DESCRIPTION OF THE TASK >> Report each line in the rows below that contains the word "door". Case counts, so match capitalization.

INPUT RECORDS >>
□ □ □ □ □ □ □

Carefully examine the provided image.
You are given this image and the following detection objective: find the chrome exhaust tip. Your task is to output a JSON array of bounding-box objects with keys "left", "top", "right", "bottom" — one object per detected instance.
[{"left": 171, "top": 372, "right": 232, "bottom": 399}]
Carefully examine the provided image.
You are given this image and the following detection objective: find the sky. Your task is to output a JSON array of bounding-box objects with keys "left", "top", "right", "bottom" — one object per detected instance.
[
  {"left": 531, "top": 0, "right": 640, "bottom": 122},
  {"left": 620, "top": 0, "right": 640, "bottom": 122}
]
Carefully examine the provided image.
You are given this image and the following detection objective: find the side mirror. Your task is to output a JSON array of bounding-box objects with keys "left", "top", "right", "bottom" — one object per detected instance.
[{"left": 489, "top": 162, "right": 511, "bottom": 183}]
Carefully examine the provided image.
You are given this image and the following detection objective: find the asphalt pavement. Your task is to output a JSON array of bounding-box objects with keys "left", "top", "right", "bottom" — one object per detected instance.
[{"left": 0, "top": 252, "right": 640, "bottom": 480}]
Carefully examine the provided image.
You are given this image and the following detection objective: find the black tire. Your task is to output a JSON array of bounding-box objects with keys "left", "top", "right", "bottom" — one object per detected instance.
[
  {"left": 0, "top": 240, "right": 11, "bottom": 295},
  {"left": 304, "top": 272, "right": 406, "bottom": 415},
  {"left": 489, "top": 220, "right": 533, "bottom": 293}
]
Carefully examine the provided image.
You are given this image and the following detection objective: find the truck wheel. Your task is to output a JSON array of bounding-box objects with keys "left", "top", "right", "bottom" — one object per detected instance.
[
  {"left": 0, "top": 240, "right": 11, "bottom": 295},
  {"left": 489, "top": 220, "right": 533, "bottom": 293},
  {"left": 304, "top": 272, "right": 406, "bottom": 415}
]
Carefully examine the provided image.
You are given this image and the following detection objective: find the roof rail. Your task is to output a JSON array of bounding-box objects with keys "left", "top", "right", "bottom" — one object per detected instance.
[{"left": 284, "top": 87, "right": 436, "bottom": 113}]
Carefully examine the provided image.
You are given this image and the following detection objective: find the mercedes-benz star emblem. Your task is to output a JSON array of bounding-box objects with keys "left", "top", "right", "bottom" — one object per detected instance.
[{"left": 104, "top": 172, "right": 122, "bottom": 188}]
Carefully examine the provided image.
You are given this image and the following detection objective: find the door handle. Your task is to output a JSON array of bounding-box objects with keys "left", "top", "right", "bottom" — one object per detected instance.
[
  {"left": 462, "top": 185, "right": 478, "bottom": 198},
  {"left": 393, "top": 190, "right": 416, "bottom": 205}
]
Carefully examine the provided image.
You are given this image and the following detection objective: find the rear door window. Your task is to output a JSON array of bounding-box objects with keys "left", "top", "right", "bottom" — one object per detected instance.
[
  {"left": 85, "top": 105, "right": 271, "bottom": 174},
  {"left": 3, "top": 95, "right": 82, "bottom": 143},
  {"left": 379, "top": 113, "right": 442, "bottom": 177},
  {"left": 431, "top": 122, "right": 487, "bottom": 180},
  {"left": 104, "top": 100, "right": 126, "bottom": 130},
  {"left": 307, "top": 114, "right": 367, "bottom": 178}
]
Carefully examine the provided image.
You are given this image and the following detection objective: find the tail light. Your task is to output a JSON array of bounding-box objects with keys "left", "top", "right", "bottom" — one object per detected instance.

□ □ □ □ □ □ □

EXERCISE SOLUTION >>
You are given this image and the following detection objective: find the door handle. Your task is to output a JSON array of bounding-box objects with keys "left", "top", "right", "bottom" — one object per detected instance.
You are given this image and the following detection objective: find the rear door window. Your task is to output a JSON array of bounding-box objects with keys "left", "top", "right", "bottom" — one object per detected instance.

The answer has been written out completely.